== Source data
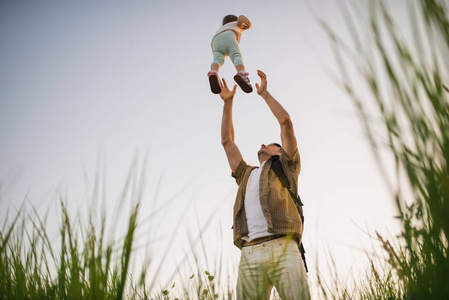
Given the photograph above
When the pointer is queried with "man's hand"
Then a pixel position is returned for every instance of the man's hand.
(226, 94)
(262, 88)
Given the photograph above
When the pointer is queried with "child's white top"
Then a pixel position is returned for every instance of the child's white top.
(230, 26)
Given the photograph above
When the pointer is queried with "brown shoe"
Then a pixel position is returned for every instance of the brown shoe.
(214, 82)
(243, 81)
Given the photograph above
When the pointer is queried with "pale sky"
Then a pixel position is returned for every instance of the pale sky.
(87, 85)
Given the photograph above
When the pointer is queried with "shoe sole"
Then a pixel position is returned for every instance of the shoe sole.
(243, 85)
(214, 84)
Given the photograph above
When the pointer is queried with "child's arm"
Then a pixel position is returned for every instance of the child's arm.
(243, 22)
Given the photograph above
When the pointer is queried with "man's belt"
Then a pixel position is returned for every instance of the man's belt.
(262, 240)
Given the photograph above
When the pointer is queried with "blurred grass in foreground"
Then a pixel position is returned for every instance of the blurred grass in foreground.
(397, 79)
(88, 259)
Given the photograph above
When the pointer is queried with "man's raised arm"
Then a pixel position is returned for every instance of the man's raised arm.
(289, 143)
(227, 128)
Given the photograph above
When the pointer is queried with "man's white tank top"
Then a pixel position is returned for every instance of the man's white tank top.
(255, 219)
(230, 26)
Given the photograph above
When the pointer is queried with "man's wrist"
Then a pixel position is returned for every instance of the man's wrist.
(264, 94)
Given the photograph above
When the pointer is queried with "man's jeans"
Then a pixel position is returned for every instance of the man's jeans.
(275, 263)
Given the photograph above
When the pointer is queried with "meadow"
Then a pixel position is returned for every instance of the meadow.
(402, 99)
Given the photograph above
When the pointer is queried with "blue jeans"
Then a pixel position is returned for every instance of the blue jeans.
(225, 44)
(275, 263)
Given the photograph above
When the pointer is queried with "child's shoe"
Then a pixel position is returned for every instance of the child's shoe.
(214, 82)
(243, 81)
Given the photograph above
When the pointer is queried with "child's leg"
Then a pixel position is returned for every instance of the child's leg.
(214, 67)
(242, 76)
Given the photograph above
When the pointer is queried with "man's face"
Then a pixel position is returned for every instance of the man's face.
(270, 149)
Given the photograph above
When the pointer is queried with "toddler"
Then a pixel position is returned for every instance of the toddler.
(226, 43)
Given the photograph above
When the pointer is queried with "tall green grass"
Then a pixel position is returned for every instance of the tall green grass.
(92, 257)
(396, 78)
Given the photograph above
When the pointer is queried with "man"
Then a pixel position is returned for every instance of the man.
(267, 224)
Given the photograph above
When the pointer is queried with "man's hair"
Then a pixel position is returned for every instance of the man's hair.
(229, 18)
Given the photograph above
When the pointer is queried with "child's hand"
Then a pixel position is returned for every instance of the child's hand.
(227, 94)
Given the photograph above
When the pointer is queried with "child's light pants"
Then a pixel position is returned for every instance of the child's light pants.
(225, 44)
(275, 263)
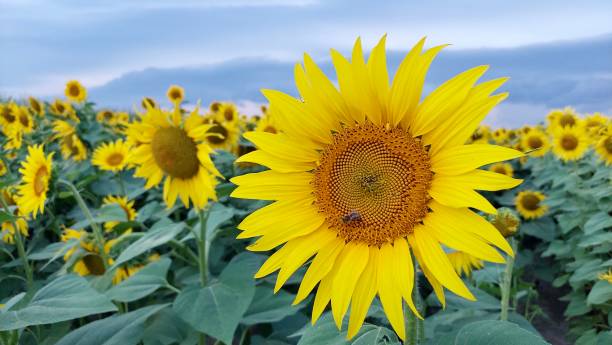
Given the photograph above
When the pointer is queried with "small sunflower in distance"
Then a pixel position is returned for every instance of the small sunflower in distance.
(570, 143)
(75, 91)
(364, 175)
(36, 172)
(535, 142)
(175, 94)
(111, 156)
(174, 148)
(502, 168)
(529, 204)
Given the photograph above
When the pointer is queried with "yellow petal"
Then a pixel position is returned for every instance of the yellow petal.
(439, 265)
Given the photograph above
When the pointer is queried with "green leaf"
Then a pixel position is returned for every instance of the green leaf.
(141, 284)
(496, 332)
(65, 298)
(217, 309)
(269, 307)
(160, 233)
(600, 293)
(120, 329)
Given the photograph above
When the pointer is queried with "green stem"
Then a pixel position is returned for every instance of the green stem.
(20, 249)
(98, 235)
(506, 284)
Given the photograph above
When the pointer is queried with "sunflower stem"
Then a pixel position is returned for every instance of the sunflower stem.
(99, 237)
(506, 284)
(20, 249)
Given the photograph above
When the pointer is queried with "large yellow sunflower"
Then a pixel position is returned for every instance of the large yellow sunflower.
(75, 91)
(529, 204)
(35, 172)
(125, 204)
(364, 175)
(111, 156)
(536, 142)
(175, 148)
(570, 143)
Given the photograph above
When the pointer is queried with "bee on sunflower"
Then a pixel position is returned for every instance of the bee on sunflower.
(529, 204)
(75, 91)
(570, 143)
(174, 148)
(364, 175)
(36, 173)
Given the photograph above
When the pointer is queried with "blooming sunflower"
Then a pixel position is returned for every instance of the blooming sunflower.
(529, 204)
(536, 142)
(36, 106)
(111, 156)
(75, 91)
(502, 168)
(175, 94)
(464, 263)
(36, 172)
(363, 175)
(175, 148)
(126, 205)
(570, 143)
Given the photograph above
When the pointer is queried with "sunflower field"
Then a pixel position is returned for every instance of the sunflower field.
(363, 212)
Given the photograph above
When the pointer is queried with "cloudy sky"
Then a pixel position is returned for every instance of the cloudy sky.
(557, 53)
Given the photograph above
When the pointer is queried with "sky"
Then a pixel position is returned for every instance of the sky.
(557, 53)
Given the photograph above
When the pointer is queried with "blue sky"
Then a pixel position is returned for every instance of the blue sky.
(556, 52)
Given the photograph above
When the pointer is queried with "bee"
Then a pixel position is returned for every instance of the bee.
(353, 216)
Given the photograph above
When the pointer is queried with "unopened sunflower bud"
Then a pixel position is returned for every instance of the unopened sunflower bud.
(506, 222)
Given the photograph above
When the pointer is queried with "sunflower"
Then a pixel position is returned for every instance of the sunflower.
(464, 263)
(36, 106)
(364, 175)
(111, 156)
(125, 204)
(604, 146)
(570, 143)
(529, 204)
(75, 91)
(36, 172)
(502, 168)
(175, 148)
(535, 142)
(105, 116)
(175, 94)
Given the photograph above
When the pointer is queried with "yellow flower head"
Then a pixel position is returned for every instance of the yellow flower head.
(75, 91)
(125, 204)
(535, 142)
(174, 148)
(529, 204)
(175, 94)
(570, 143)
(111, 156)
(35, 172)
(364, 174)
(464, 263)
(502, 168)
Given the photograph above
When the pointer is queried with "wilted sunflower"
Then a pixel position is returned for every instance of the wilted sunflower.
(570, 143)
(175, 94)
(35, 172)
(75, 91)
(36, 106)
(604, 146)
(529, 204)
(126, 205)
(363, 175)
(111, 156)
(464, 263)
(536, 142)
(175, 148)
(502, 168)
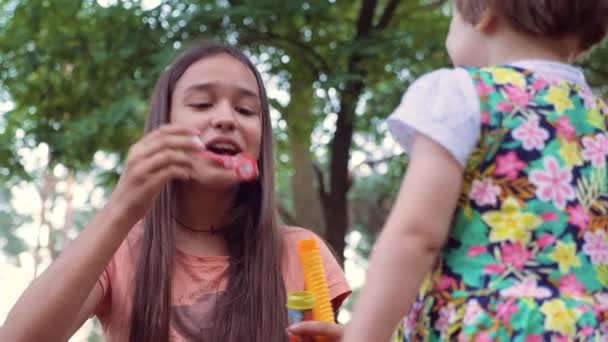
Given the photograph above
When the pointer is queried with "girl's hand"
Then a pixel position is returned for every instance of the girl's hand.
(164, 154)
(331, 331)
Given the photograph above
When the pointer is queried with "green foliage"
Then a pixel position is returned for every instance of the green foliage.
(10, 243)
(78, 75)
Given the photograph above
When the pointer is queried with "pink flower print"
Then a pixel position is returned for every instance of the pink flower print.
(588, 98)
(476, 250)
(472, 312)
(600, 304)
(445, 283)
(509, 165)
(579, 217)
(447, 315)
(482, 89)
(483, 337)
(595, 149)
(493, 269)
(504, 107)
(586, 331)
(549, 216)
(484, 192)
(545, 240)
(485, 118)
(539, 84)
(412, 318)
(565, 128)
(531, 134)
(504, 310)
(571, 286)
(518, 95)
(604, 327)
(526, 288)
(553, 183)
(514, 254)
(596, 247)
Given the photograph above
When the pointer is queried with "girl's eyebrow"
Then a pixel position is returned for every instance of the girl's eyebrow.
(208, 86)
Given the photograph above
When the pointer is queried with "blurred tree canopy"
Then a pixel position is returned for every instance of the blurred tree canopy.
(79, 75)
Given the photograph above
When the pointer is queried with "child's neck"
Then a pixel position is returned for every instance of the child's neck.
(509, 46)
(202, 210)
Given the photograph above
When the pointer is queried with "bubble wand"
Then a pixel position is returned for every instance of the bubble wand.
(245, 165)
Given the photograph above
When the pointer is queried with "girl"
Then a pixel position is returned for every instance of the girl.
(505, 195)
(208, 261)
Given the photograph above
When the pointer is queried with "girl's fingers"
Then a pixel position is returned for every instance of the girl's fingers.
(162, 160)
(185, 142)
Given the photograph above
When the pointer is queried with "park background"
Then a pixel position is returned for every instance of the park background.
(76, 76)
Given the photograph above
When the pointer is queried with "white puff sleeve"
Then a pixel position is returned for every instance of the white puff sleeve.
(444, 106)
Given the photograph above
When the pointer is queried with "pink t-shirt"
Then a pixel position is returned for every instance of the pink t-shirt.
(196, 283)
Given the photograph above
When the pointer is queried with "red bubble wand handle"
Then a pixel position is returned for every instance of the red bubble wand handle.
(245, 165)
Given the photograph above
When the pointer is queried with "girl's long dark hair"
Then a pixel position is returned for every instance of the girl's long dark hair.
(252, 308)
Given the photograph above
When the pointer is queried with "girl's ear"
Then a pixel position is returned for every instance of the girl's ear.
(487, 22)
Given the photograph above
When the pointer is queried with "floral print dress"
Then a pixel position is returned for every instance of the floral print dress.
(527, 255)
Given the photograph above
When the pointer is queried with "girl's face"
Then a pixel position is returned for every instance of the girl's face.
(465, 44)
(219, 97)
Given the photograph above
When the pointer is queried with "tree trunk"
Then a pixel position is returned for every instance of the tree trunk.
(45, 192)
(300, 122)
(58, 238)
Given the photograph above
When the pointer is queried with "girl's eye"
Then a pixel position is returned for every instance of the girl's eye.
(200, 105)
(245, 111)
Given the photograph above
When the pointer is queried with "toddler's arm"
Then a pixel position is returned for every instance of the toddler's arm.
(409, 244)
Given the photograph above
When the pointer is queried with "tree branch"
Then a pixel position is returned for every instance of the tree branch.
(287, 216)
(366, 16)
(320, 180)
(388, 14)
(317, 62)
(374, 162)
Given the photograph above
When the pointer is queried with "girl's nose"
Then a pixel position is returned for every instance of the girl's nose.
(224, 118)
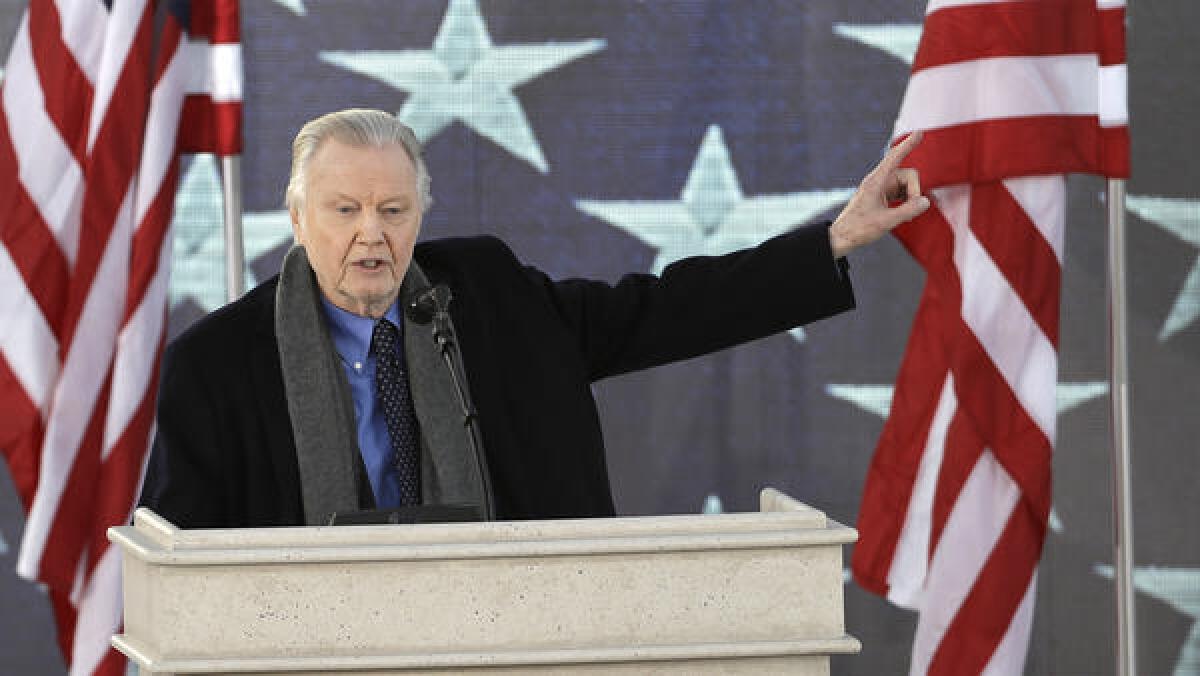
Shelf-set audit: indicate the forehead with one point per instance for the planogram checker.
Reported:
(342, 166)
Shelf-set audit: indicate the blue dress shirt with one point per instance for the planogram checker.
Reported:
(352, 340)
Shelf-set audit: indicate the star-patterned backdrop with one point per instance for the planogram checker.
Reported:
(600, 137)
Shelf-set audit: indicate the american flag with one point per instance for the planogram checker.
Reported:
(93, 99)
(1012, 95)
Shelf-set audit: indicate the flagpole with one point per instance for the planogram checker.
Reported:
(1119, 389)
(235, 257)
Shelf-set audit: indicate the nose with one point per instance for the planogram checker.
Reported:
(371, 228)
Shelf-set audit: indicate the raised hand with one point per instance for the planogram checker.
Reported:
(868, 215)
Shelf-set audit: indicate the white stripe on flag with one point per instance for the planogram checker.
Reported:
(75, 395)
(1113, 97)
(1002, 323)
(910, 563)
(159, 143)
(119, 35)
(1045, 203)
(935, 5)
(136, 345)
(971, 532)
(1009, 656)
(1000, 88)
(100, 614)
(83, 33)
(46, 166)
(28, 345)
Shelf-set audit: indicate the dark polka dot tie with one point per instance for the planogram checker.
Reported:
(396, 400)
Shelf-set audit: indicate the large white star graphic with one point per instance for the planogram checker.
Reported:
(898, 40)
(712, 216)
(294, 6)
(1180, 588)
(877, 400)
(465, 77)
(197, 268)
(1180, 217)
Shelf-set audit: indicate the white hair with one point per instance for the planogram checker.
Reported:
(360, 127)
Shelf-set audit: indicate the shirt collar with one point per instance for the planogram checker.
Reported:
(352, 333)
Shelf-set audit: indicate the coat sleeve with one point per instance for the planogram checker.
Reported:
(702, 304)
(184, 477)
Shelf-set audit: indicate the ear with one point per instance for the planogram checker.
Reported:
(297, 229)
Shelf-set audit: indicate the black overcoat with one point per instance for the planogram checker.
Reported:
(225, 456)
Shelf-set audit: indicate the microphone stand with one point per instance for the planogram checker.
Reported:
(444, 336)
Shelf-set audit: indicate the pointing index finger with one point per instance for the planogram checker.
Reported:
(900, 150)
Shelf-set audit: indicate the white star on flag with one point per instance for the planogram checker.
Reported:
(197, 268)
(898, 40)
(877, 400)
(1180, 588)
(294, 6)
(465, 77)
(712, 216)
(1180, 217)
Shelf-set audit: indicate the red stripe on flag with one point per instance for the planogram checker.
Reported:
(1020, 252)
(111, 169)
(210, 127)
(1111, 47)
(983, 618)
(961, 453)
(1049, 144)
(1045, 28)
(169, 41)
(893, 471)
(71, 528)
(216, 19)
(21, 435)
(65, 616)
(66, 89)
(121, 472)
(29, 240)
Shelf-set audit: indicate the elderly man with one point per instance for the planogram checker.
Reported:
(315, 393)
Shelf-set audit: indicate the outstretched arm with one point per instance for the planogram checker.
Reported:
(868, 216)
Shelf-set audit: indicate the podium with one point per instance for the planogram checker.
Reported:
(726, 593)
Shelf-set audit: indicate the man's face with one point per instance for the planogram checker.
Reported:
(359, 222)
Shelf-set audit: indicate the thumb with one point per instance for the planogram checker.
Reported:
(911, 208)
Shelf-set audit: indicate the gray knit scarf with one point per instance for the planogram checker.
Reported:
(322, 407)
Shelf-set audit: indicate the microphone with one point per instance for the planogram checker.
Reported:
(425, 304)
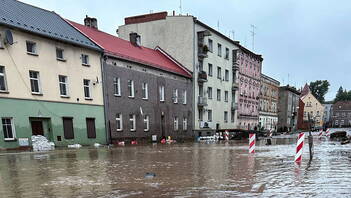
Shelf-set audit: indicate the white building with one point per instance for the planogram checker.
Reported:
(204, 51)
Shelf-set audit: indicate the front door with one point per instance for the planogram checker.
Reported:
(37, 128)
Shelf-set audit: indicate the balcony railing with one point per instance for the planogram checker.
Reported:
(202, 77)
(202, 101)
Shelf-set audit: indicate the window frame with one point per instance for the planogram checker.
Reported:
(119, 118)
(13, 129)
(37, 79)
(131, 90)
(89, 89)
(3, 75)
(64, 84)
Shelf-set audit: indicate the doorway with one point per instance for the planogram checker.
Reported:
(37, 128)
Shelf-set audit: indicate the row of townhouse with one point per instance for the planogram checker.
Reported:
(165, 75)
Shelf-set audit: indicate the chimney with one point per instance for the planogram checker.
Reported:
(90, 22)
(135, 39)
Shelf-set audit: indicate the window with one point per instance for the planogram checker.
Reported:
(132, 122)
(130, 88)
(31, 47)
(68, 128)
(59, 54)
(210, 45)
(119, 122)
(87, 89)
(209, 92)
(184, 97)
(226, 96)
(175, 96)
(161, 90)
(219, 73)
(175, 123)
(85, 59)
(226, 116)
(117, 86)
(35, 82)
(185, 124)
(145, 91)
(63, 85)
(210, 69)
(8, 128)
(209, 115)
(226, 53)
(219, 50)
(3, 85)
(91, 130)
(218, 95)
(146, 123)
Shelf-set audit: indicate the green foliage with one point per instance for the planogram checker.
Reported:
(319, 88)
(342, 95)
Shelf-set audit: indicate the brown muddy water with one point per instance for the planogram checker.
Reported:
(182, 170)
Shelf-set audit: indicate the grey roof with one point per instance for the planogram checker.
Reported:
(46, 23)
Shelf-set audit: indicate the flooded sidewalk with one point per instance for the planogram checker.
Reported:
(181, 170)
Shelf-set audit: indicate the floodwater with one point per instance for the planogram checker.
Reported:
(182, 170)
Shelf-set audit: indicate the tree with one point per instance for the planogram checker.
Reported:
(319, 88)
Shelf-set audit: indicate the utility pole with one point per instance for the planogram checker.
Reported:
(253, 36)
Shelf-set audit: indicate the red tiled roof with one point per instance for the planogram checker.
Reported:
(124, 49)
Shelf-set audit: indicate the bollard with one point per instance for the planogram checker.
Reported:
(299, 147)
(252, 142)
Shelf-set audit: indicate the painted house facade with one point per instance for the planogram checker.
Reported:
(213, 58)
(49, 79)
(147, 92)
(287, 108)
(268, 108)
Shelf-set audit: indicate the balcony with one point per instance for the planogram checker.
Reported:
(234, 106)
(235, 86)
(202, 101)
(202, 77)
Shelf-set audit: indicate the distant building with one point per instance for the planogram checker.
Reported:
(313, 108)
(269, 96)
(50, 79)
(287, 108)
(146, 91)
(219, 64)
(341, 112)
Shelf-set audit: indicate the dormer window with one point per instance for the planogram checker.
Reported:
====
Write out each line above that contains the word "star".

Shelf-set audit: indicate the star-patterned backdrop with one point per instance for the planogram checker.
Shelf-set audit: indicate the large white star graphic with one point per instance for the planogram checker.
Shelf-set audit: indicate the white star on flag with one point per instance for the planogram checker.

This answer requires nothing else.